#### [Source]
-- -- --

Due West is an American country music group composed of Matt Lopez, Tim Gates, and Brad Hull. Due West was founded in Nashville, Tennessee in 2004, and was almost signed to a contract with RCA Records Nashville in 2006, but lost the deal due to the merger of Sony Music and BMG. By 2009, the band self-released its debut single "I Get That All the Time," which was also made into a music video, which has aired on Great American Country. In 2011 their second single, "When the Smoke Clears," was released as a music video, Roman White was the producer.  Both "I Get That All the Time" and "When the Smoke Clears" made it into Great American Country's top 20. The trio also released a self-titled album on April 27, 2010. A second album, Forget the Miles, followed in 2011.

-- -- --

#### [Tasks]
(a) In the passage about Due West, rename "Great American Country" to "GAC" in the part starting with "Due West is" and going on through "followed in 2011.".
(b) Name every person mentioned in the passage about Due West.
The lines that come next are from a separate source.

#### [Entries]
-- -- --

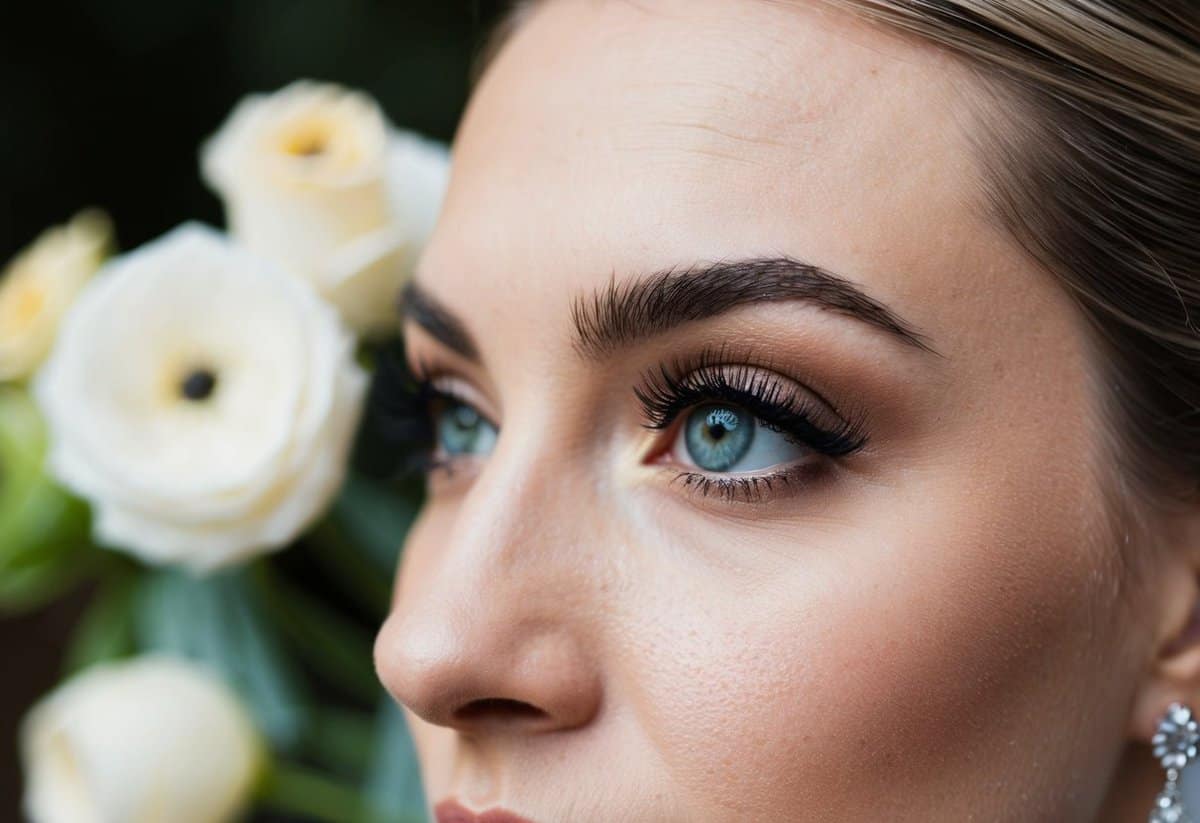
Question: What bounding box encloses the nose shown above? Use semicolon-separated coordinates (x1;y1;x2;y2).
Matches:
376;467;601;735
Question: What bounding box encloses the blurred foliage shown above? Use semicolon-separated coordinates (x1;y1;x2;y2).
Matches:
0;0;504;823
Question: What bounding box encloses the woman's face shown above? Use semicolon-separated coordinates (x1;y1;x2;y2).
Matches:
377;0;1144;823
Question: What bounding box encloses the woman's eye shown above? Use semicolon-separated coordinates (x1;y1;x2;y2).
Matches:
433;398;497;457
672;403;809;471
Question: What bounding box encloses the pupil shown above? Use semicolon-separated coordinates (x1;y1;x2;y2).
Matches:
684;404;755;471
180;368;217;401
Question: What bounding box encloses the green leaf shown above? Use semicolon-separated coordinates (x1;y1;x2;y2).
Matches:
66;573;137;674
366;697;425;823
304;705;376;780
258;762;384;823
136;569;307;751
329;474;420;577
254;564;379;704
0;388;95;611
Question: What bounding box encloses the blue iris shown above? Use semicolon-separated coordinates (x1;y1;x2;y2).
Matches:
684;404;756;471
437;402;497;456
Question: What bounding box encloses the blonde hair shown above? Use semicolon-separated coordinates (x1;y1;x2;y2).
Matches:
481;0;1200;515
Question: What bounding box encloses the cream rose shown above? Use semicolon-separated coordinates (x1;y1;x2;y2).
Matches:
0;210;113;380
20;656;265;823
34;224;366;571
200;80;449;334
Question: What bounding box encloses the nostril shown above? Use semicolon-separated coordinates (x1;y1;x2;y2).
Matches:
454;697;547;721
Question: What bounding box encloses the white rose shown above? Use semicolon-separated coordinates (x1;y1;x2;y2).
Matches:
20;656;265;823
34;224;366;571
0;210;113;380
200;80;449;334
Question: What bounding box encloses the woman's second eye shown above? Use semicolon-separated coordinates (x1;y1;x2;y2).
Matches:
672;403;809;471
433;398;497;457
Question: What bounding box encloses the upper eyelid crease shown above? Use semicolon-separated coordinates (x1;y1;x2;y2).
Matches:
571;257;946;360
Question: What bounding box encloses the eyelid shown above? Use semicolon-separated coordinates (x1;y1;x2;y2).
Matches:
409;359;500;429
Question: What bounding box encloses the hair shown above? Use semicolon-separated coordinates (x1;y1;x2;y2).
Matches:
476;0;1200;566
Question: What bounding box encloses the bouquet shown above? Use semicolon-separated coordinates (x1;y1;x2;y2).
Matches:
0;82;449;823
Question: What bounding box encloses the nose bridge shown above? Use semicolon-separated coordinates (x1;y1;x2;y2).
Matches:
376;424;600;731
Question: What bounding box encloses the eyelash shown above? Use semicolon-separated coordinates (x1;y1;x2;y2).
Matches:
370;347;868;503
367;349;469;476
634;348;868;503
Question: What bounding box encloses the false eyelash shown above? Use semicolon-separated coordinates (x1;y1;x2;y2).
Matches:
364;348;461;476
634;347;868;458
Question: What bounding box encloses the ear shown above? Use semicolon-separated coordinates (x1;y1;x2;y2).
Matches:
1129;511;1200;744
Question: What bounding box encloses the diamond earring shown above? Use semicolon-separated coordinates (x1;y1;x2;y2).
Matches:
1148;703;1200;823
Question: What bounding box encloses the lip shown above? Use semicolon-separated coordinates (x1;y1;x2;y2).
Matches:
433;800;533;823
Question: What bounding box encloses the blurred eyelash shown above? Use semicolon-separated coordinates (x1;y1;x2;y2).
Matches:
365;348;453;476
634;347;868;458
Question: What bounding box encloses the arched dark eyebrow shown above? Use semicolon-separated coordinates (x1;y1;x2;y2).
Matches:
400;280;479;362
571;257;943;359
401;257;943;361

-- -- --

#### [Task responses]
(a)
Due West is an American country music group composed of Matt Lopez, Tim Gates, and Brad Hull. Due West was founded in Nashville, Tennessee in 2004, and was almost signed to a contract with RCA Records Nashville in 2006, but lost the deal due to the merger of Sony Music and BMG. By 2009, the band self-released its debut single "I Get That All the Time," which was also made into a music video, which has aired on GAC. In 2011 their second single, "When the Smoke Clears," was released as a music video, Roman White was the producer.  Both "I Get That All the Time" and "When the Smoke Clears" made it into GAC's top 20. The trio also released a self-titled album on April 27, 2010. A second album, Forget the Miles, followed in 2011.

(b) Matt Lopez, Tim Gates, Brad Hull, Roman White